-- BEGIN --
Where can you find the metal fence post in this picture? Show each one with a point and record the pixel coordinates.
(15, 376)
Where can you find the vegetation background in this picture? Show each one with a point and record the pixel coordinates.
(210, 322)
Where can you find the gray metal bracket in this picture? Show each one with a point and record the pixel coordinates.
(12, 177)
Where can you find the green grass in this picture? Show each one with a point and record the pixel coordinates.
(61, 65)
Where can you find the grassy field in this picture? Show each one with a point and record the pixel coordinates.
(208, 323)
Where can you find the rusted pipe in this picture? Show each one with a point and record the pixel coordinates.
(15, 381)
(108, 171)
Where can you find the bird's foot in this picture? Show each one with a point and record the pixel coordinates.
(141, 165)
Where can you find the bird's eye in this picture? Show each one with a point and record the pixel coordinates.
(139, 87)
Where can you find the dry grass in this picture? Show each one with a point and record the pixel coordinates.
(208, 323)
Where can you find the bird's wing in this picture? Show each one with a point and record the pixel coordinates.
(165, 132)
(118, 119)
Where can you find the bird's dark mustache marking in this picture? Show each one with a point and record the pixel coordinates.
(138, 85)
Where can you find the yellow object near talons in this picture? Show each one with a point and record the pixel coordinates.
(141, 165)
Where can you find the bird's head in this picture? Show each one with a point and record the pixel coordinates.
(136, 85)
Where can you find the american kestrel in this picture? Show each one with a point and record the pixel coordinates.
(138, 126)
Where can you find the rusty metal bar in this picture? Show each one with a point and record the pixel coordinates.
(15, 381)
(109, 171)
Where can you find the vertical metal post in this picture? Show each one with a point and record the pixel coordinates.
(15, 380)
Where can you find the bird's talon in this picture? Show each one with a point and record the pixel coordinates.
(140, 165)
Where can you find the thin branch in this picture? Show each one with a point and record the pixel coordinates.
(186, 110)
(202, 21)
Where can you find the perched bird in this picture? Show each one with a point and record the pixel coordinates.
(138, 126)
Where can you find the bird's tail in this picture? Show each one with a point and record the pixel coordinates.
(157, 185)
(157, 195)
-- END --
#### Given request
Starting with the line with "Where can you find the bird's eye" and going on through the end of the data, write out every line again, and only those lines. Scale each x and y coordinate in the answers by 1.9, and round to whole numbers with halves going up.

#### Final answer
Where can you find the bird's eye in this picture? Show each one with a point and record the pixel coordinates.
(264, 165)
Where can you find the dry grass in this picture? Show each one with a point and record the pixel coordinates.
(395, 614)
Where can you find the bird's wing in this picture? Show each one with a point and record the pixel coordinates.
(314, 251)
(224, 226)
Where can you find the bird's dark mustache marking in this picture? Show each one with a point and record the pixel coordinates.
(262, 162)
Where can you find the yellow object near talons in this picture? Show each one with a point and record the pixel coordinates.
(268, 314)
Where can you find the bird's head in this picture? Show each one with a point and record the pixel coordinates.
(258, 162)
Where can you find the american kestrel in this picture? Show each one with a point and record the pixel coordinates.
(262, 239)
Where can you find the rusty metal bar in this picture? Show each one with a point and record the pixel coordinates.
(29, 724)
(207, 325)
Where can you find the vertical metal post in this picture? Show each one with a point and record the pixel coordinates.
(29, 722)
Where can you find the bird's talon in this picture? Show each one with a point and record the pixel coordinates.
(266, 314)
Where can you find the thin branch in this picture? Show each one with a point and record the pixel coordinates.
(353, 209)
(384, 40)
Where can you find the perched bird in this picture? Show each one with a point and record the pixel coordinates.
(262, 239)
Where can you find the bird's tail in this picture? Show each one with a point and record the pixel coordinates.
(298, 352)
(298, 371)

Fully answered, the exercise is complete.